» RECORDS SHOWN
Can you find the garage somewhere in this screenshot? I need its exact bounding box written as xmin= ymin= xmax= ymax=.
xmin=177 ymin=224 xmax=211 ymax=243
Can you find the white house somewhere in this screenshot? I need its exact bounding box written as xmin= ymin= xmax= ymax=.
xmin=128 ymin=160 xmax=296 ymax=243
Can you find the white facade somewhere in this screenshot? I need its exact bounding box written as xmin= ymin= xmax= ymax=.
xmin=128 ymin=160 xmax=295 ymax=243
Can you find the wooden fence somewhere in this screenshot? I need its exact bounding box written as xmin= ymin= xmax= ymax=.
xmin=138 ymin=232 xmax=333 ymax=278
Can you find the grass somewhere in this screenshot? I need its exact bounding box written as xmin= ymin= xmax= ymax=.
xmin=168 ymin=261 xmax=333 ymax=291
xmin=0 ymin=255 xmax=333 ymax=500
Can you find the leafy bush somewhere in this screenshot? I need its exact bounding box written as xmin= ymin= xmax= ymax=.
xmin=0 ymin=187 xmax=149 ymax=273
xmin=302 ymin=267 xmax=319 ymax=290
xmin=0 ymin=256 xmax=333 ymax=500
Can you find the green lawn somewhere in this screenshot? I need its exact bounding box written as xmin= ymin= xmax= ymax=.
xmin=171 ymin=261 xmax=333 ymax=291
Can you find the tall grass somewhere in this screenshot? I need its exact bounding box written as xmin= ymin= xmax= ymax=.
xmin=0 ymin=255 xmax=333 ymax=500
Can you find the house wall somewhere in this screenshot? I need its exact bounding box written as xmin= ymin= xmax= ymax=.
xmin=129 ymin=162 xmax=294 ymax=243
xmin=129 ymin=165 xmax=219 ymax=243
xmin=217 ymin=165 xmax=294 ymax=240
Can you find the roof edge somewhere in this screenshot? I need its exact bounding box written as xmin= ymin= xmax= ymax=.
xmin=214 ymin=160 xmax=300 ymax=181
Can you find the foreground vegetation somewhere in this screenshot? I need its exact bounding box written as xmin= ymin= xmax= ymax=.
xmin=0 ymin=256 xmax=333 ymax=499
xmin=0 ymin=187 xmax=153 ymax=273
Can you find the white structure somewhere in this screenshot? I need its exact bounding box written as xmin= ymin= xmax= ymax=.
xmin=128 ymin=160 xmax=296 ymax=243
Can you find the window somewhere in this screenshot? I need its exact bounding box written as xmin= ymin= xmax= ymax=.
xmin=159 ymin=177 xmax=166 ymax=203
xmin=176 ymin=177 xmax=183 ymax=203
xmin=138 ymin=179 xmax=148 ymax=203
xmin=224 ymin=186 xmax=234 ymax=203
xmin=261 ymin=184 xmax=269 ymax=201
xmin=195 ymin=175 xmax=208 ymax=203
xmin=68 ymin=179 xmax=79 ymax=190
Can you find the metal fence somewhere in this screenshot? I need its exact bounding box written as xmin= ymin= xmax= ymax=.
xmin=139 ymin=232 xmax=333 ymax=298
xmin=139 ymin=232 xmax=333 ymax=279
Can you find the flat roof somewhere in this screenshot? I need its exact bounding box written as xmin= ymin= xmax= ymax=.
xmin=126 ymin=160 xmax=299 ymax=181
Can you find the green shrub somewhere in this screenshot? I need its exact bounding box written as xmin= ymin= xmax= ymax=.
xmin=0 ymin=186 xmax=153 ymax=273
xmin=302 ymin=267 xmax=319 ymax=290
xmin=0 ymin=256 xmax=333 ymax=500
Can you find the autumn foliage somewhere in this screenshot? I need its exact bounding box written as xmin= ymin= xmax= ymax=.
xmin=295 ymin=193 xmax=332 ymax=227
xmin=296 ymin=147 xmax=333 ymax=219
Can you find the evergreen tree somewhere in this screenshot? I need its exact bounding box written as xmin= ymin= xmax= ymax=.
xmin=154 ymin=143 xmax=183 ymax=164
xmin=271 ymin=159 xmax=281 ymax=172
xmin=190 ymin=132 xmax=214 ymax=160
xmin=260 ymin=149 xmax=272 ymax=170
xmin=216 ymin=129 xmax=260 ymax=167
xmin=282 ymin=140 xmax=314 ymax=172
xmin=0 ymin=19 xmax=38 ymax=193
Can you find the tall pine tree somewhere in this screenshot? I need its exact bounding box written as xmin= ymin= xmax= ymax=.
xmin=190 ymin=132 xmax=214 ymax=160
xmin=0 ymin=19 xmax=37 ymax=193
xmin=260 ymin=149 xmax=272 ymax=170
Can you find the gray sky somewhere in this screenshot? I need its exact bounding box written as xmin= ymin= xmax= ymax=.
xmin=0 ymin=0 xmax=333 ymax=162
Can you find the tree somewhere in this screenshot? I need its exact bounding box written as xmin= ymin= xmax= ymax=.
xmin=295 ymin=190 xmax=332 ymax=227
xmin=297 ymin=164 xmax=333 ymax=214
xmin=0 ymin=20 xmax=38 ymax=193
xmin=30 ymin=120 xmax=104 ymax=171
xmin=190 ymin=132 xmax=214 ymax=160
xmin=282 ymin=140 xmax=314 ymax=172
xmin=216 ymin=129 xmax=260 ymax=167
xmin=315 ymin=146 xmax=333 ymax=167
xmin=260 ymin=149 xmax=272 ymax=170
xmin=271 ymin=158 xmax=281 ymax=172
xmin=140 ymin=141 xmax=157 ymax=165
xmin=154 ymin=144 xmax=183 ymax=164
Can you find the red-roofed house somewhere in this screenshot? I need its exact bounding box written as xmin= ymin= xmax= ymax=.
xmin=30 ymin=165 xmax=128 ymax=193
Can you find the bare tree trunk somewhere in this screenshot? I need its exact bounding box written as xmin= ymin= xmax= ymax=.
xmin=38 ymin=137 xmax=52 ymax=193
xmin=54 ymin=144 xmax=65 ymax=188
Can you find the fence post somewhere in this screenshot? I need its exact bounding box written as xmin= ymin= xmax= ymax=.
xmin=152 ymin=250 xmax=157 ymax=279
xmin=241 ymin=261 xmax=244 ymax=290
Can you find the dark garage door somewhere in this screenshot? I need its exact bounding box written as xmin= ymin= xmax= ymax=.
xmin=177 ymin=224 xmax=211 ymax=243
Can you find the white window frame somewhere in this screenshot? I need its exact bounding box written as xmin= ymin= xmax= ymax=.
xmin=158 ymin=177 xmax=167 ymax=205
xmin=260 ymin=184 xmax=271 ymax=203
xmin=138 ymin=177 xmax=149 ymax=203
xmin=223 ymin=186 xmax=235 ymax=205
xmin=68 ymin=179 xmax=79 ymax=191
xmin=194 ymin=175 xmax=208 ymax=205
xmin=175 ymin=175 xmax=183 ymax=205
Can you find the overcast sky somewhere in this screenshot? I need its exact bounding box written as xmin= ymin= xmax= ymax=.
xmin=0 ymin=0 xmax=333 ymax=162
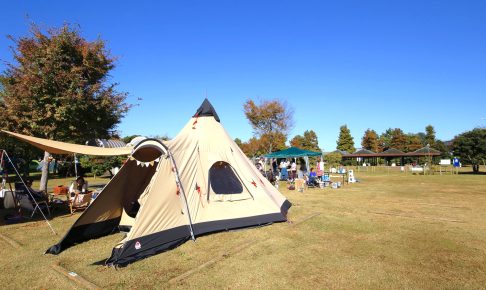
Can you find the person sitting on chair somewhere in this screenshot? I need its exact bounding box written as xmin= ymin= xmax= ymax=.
xmin=308 ymin=167 xmax=317 ymax=186
xmin=25 ymin=179 xmax=47 ymax=201
xmin=69 ymin=176 xmax=88 ymax=197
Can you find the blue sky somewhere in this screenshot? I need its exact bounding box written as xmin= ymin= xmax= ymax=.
xmin=0 ymin=0 xmax=486 ymax=151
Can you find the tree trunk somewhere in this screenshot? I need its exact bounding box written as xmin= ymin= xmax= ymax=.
xmin=39 ymin=151 xmax=50 ymax=192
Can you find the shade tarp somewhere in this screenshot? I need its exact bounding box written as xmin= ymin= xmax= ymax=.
xmin=265 ymin=147 xmax=322 ymax=158
xmin=2 ymin=130 xmax=132 ymax=156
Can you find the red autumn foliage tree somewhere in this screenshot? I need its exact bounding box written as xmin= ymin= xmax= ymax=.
xmin=0 ymin=25 xmax=129 ymax=190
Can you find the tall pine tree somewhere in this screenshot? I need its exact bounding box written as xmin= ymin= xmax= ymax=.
xmin=424 ymin=125 xmax=436 ymax=147
xmin=336 ymin=125 xmax=356 ymax=153
xmin=361 ymin=129 xmax=378 ymax=152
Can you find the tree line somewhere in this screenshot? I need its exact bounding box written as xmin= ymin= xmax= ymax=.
xmin=240 ymin=99 xmax=486 ymax=172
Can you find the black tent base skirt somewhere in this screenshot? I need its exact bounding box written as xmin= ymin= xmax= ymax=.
xmin=106 ymin=213 xmax=287 ymax=266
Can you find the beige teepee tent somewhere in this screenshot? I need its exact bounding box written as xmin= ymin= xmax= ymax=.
xmin=31 ymin=100 xmax=290 ymax=265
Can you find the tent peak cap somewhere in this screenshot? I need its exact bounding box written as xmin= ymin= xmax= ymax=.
xmin=193 ymin=98 xmax=221 ymax=122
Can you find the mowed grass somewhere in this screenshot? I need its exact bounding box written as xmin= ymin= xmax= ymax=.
xmin=0 ymin=172 xmax=486 ymax=289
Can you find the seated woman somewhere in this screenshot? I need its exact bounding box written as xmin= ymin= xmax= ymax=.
xmin=308 ymin=167 xmax=317 ymax=185
xmin=68 ymin=176 xmax=88 ymax=197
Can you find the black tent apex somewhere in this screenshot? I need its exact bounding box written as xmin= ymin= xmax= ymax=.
xmin=193 ymin=98 xmax=220 ymax=122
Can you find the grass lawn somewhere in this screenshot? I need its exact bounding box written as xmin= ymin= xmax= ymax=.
xmin=0 ymin=168 xmax=486 ymax=289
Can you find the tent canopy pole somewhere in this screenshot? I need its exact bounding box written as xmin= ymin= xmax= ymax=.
xmin=2 ymin=150 xmax=57 ymax=235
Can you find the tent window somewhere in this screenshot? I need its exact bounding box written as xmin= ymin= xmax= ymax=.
xmin=209 ymin=161 xmax=243 ymax=194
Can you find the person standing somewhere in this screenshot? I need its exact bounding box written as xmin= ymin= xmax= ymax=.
xmin=316 ymin=157 xmax=324 ymax=180
xmin=290 ymin=160 xmax=297 ymax=181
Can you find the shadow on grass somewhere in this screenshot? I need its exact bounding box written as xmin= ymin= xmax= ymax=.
xmin=0 ymin=207 xmax=74 ymax=226
xmin=459 ymin=171 xmax=486 ymax=175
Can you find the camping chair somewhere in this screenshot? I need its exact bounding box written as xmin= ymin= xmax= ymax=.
xmin=307 ymin=176 xmax=319 ymax=187
xmin=322 ymin=173 xmax=332 ymax=187
xmin=280 ymin=167 xmax=289 ymax=180
xmin=67 ymin=191 xmax=93 ymax=214
xmin=295 ymin=178 xmax=307 ymax=192
xmin=15 ymin=182 xmax=51 ymax=218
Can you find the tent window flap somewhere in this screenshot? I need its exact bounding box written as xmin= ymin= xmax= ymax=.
xmin=209 ymin=161 xmax=243 ymax=194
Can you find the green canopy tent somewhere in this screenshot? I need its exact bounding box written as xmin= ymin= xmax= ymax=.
xmin=264 ymin=147 xmax=322 ymax=174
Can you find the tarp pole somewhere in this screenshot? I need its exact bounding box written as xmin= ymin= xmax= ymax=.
xmin=74 ymin=153 xmax=78 ymax=180
xmin=3 ymin=150 xmax=57 ymax=235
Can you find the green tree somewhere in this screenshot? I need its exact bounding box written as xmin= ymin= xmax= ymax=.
xmin=361 ymin=129 xmax=379 ymax=152
xmin=243 ymin=99 xmax=294 ymax=153
xmin=290 ymin=135 xmax=304 ymax=149
xmin=434 ymin=140 xmax=452 ymax=158
xmin=378 ymin=128 xmax=393 ymax=152
xmin=0 ymin=25 xmax=129 ymax=190
xmin=452 ymin=128 xmax=486 ymax=173
xmin=290 ymin=130 xmax=321 ymax=152
xmin=405 ymin=133 xmax=422 ymax=152
xmin=390 ymin=128 xmax=407 ymax=151
xmin=424 ymin=125 xmax=436 ymax=148
xmin=336 ymin=125 xmax=356 ymax=153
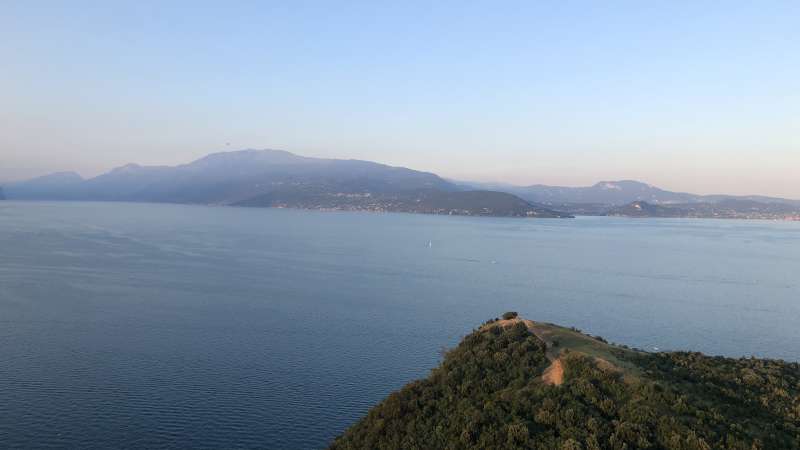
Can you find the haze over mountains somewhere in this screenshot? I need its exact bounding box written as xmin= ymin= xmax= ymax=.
xmin=0 ymin=150 xmax=800 ymax=220
xmin=0 ymin=150 xmax=568 ymax=217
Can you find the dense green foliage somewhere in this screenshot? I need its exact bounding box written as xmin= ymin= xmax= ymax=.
xmin=331 ymin=323 xmax=800 ymax=450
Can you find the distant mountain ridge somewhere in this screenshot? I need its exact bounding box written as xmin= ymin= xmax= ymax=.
xmin=6 ymin=150 xmax=569 ymax=217
xmin=462 ymin=180 xmax=800 ymax=220
xmin=463 ymin=180 xmax=800 ymax=206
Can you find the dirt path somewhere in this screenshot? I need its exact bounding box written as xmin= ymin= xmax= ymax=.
xmin=484 ymin=317 xmax=564 ymax=386
xmin=542 ymin=358 xmax=564 ymax=386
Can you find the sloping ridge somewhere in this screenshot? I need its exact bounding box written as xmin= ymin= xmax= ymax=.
xmin=330 ymin=314 xmax=800 ymax=450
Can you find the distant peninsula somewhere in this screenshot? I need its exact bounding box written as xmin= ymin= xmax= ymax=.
xmin=2 ymin=150 xmax=800 ymax=220
xmin=5 ymin=150 xmax=572 ymax=218
xmin=330 ymin=313 xmax=800 ymax=450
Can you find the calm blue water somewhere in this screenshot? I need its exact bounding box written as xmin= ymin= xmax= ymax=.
xmin=0 ymin=202 xmax=800 ymax=449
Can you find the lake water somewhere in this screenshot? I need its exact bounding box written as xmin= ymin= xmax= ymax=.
xmin=0 ymin=202 xmax=800 ymax=449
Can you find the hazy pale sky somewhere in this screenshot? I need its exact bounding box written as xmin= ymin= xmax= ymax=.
xmin=0 ymin=0 xmax=800 ymax=198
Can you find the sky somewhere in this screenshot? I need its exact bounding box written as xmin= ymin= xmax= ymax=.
xmin=0 ymin=0 xmax=800 ymax=198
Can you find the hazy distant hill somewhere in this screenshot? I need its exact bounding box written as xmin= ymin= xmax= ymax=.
xmin=606 ymin=198 xmax=800 ymax=220
xmin=7 ymin=150 xmax=567 ymax=217
xmin=467 ymin=180 xmax=800 ymax=219
xmin=331 ymin=314 xmax=800 ymax=450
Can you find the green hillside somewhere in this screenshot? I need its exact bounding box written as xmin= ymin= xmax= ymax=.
xmin=331 ymin=314 xmax=800 ymax=450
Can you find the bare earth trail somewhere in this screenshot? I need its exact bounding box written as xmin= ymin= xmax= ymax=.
xmin=482 ymin=317 xmax=638 ymax=386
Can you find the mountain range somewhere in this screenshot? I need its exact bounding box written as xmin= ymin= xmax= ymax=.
xmin=0 ymin=150 xmax=800 ymax=220
xmin=0 ymin=150 xmax=569 ymax=218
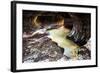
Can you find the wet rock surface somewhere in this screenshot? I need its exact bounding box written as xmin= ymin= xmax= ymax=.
xmin=23 ymin=35 xmax=63 ymax=62
xmin=23 ymin=34 xmax=91 ymax=63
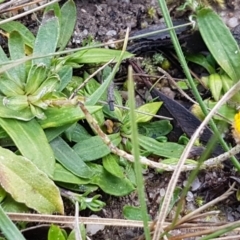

» GOAL
Reproduce the material verbatim from the line with "Can you find the green hillside" through the end of the material, leaving out the pictures.

» FINAL RESULT
Can you find the green hillside somewhere in this screenshot? I need its exact bounding box written as xmin= ymin= xmax= ymax=.
xmin=331 ymin=314 xmax=800 ymax=450
Can you find the bare earth trail somewhere in this screenshot? I need its exact bounding box written as xmin= ymin= xmax= ymax=.
xmin=482 ymin=317 xmax=638 ymax=386
Can you find the mountain range somewhere in this screenshot? I need its exact bounding box written as xmin= ymin= xmax= ymax=.
xmin=0 ymin=150 xmax=800 ymax=220
xmin=0 ymin=150 xmax=569 ymax=218
Can you find the wet rock surface somewhere in this screenshot? I need its exact bounding box written as xmin= ymin= xmax= ymax=.
xmin=23 ymin=35 xmax=63 ymax=62
xmin=23 ymin=34 xmax=91 ymax=63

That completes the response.